There must be some correlation between mountain top experiences and connecting with God, as church camps are often located on mountains. As a youth, I spent many summers at Camp Mitchell, the Diocese of Arkansas’ camp located on Petit Jean Mountain outside of Little Rock. When Maggie Kennedy and Paris Ball invited me to Shrine Mont to serve as a guest blogger for a few days, I leapt at the opportunity to return to another holy hill. I have come to Shrine Mont on several occasions for clergy conferences, but never for summer camp.
My memories of camp include hot, humid summer days; opportunities to exercise my body and my creativity; reconnecting with old friends; and joyful, embodied worship. Trees, water and living creatures of all types provided the perfect environment for getting in touch with God and with myself. I would spend part of each day seated on a rock overlooking the valley below the mountain. Having quiet, unstructured time was just as important as the bonding experiences with my peers.
I have come to learn that 21st century church camps haven’t strayed very far from these tried and true methods. I came to Shrine Mont on a cloudy, overcast day, but the weather could not dampen the enthusiasm of either the campers or the staff. I was graciously welcomed by all who were present and invited to join existing groups. Hospitality remains a hallmark of summer camp programs, and Shrine Mont is no exception to this rule.
Meals and worship have been lively occasions. The campers and their young adult leaders utilize all of their senses in praising creation and the Creator. While I appreciate the solemnity and reverence of our Episcopal liturgy, I wish we could bottle some of this energy and enthusiasm to be sprinkled liberally throughout the congregations in our diocese. I look forward to the remainder of my time at Shrine Mont.

Dataset entries:
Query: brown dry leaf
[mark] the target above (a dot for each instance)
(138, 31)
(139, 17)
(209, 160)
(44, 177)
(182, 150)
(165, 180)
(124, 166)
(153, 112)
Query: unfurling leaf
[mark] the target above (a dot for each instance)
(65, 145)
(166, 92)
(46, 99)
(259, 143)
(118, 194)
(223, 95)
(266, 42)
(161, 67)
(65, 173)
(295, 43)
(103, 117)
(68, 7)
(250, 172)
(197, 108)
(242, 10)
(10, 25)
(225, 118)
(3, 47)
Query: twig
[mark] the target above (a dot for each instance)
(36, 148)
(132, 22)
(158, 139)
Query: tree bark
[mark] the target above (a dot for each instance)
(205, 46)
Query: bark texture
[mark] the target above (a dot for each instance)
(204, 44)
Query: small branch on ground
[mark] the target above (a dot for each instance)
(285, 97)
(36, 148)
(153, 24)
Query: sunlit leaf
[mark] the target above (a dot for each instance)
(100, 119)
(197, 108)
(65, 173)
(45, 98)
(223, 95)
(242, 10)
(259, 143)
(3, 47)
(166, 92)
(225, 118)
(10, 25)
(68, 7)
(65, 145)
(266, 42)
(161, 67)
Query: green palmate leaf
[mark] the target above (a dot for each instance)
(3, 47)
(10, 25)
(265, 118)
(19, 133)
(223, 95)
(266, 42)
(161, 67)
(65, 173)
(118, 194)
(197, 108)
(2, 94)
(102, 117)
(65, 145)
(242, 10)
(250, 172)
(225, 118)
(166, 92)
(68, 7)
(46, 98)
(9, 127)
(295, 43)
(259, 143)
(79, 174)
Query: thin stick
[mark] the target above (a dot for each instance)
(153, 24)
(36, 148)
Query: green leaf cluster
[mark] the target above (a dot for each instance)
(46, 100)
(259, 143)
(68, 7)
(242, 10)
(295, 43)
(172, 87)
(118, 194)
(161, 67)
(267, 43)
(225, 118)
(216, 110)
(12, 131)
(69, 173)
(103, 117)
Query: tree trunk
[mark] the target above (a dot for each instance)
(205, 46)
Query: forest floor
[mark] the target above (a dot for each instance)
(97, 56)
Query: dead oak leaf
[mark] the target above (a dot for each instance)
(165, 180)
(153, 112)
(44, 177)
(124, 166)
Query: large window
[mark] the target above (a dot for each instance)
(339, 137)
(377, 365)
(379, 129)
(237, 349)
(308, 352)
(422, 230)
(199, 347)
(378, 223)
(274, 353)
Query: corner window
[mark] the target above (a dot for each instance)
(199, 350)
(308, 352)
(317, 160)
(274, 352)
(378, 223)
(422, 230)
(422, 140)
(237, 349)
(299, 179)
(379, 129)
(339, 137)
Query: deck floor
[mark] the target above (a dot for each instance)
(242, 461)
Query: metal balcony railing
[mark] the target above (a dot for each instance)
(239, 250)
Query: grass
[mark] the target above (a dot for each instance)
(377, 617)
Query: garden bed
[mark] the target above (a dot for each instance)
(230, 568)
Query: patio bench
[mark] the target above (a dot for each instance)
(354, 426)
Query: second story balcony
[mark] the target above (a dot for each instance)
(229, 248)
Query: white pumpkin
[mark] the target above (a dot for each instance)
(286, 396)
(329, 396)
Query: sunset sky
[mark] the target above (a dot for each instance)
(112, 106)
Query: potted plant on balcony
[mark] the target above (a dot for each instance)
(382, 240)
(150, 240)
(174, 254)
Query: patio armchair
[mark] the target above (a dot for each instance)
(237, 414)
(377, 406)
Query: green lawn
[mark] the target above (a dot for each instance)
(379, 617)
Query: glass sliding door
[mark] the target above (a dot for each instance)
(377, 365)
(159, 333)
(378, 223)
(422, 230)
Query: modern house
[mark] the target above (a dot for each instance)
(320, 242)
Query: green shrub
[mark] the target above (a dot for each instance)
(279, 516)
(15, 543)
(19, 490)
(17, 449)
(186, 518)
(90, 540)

INSTRUCTIONS:
A – According to the Shrine Mont post, where is Camp Mitchell located?
B – Repeat the part of the Shrine Mont post from "My memories of" up to and including "with my peers.", word for word.

RESULTS FOR THE EXERCISE:
A – On Petit Jean Mountain outside of Little Rock.

B –
My memories of camp include hot, humid summer days; opportunities to exercise my body and my creativity; reconnecting with old friends; and joyful, embodied worship. Trees, water and living creatures of all types provided the perfect environment for getting in touch with God and with myself. I would spend part of each day seated on a rock overlooking the valley below the mountain. Having quiet, unstructured time was just as important as the bonding experiences with my peers.